Aim -
What follows is a set of records, each of which is to be written out exactly.

Records supplied -
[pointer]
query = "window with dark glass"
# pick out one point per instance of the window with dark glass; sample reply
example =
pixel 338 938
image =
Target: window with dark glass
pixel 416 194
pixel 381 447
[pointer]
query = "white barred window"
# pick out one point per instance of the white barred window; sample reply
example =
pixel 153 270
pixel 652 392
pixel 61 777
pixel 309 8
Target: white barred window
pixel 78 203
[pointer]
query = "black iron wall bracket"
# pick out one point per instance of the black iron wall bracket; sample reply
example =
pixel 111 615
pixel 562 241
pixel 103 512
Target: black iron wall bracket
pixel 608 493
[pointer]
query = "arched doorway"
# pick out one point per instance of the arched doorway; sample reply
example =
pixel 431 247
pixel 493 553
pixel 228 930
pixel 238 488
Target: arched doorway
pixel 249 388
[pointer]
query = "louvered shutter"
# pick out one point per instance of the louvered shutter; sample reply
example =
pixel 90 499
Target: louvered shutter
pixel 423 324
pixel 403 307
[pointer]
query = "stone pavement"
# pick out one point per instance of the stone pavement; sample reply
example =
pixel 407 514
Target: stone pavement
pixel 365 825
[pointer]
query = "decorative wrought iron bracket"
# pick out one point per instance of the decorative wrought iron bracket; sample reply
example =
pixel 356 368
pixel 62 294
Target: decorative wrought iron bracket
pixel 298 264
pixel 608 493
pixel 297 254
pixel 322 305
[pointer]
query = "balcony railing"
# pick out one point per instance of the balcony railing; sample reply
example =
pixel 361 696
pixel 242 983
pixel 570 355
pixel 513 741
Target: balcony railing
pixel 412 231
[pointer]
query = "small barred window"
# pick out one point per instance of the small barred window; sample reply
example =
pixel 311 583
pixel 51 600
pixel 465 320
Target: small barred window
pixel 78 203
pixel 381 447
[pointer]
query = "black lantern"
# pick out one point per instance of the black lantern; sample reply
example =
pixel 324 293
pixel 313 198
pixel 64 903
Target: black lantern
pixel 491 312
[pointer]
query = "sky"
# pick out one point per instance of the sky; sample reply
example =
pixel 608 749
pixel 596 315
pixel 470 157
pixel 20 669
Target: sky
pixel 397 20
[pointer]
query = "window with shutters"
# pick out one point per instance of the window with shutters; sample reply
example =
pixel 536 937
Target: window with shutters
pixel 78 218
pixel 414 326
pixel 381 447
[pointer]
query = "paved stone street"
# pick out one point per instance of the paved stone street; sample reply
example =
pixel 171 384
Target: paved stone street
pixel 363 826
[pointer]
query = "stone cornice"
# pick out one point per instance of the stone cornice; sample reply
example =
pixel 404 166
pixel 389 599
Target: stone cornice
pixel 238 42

Result of this exercise -
[pointer]
query = "window with dark glass"
# pick out one point per instance of the window with dark glass; sample reply
example =
pixel 338 938
image =
Target: window with dark glass
pixel 416 194
pixel 381 447
[pointer]
query = "white barred window"
# pick out one point per instance of the white barred window; sample reply
example =
pixel 153 270
pixel 652 392
pixel 61 777
pixel 309 8
Target: white barred window
pixel 78 203
[pointer]
query = "black iron wall bracket"
# pick out one point per instance of the black iron wall bracket; sample reply
example =
pixel 111 615
pixel 562 241
pixel 103 512
Target: black iron wall bracket
pixel 608 493
[pointer]
query = "arched doorway"
# pick out one point per instance of the arched doorway; sample reply
example =
pixel 431 247
pixel 493 553
pixel 228 930
pixel 238 488
Target: arched doorway
pixel 249 388
[pointer]
query = "louvered shutter"
# pick out one point per instance of the louvered shutter; sample reply
example =
pixel 90 499
Target: louvered shutter
pixel 423 324
pixel 403 307
[pointer]
query = "stone pavement"
# pick out one point per instance of the stone pavement; sample reply
example =
pixel 407 514
Target: stone pavement
pixel 365 825
[pointer]
query = "decorative wrought iron bracket"
# pick out one point per instance of the decorative wrought iron bracket; sample reply
example =
pixel 356 368
pixel 62 294
Target: decorative wrought iron bracket
pixel 298 264
pixel 608 493
pixel 297 254
pixel 322 305
[pointer]
query = "balcony railing"
# pick out one point per instance of the balcony railing; sample reply
example =
pixel 361 696
pixel 242 983
pixel 570 355
pixel 513 741
Target: balcony railing
pixel 412 231
[pointer]
query = "small barred window"
# pick out one point per instance of the small barred window; sample reply
example =
pixel 311 583
pixel 51 600
pixel 465 320
Target: small barred window
pixel 78 203
pixel 381 447
[pointer]
query = "black lantern"
# pick out one point per instance of the black lantern; sample reply
example =
pixel 324 293
pixel 313 198
pixel 64 903
Target: black lantern
pixel 491 312
[pointer]
query = "sky"
# pick out one point per instance of the sky; sample reply
example =
pixel 608 749
pixel 596 315
pixel 470 157
pixel 20 669
Target: sky
pixel 397 20
[pointer]
query = "window with shutters"
# pick out one point per instance of the window with shutters; sample reply
example =
pixel 536 937
Target: window with shutters
pixel 78 218
pixel 414 326
pixel 381 447
[pointer]
query = "paved stone street"
# pick out one point per instance of the paved stone street; sample reply
example =
pixel 171 384
Target: paved stone street
pixel 363 826
[pointer]
query = "stone cornice"
# pick out one point per instance of the stone cornice; sample reply
example =
pixel 404 166
pixel 389 599
Target: stone cornice
pixel 238 42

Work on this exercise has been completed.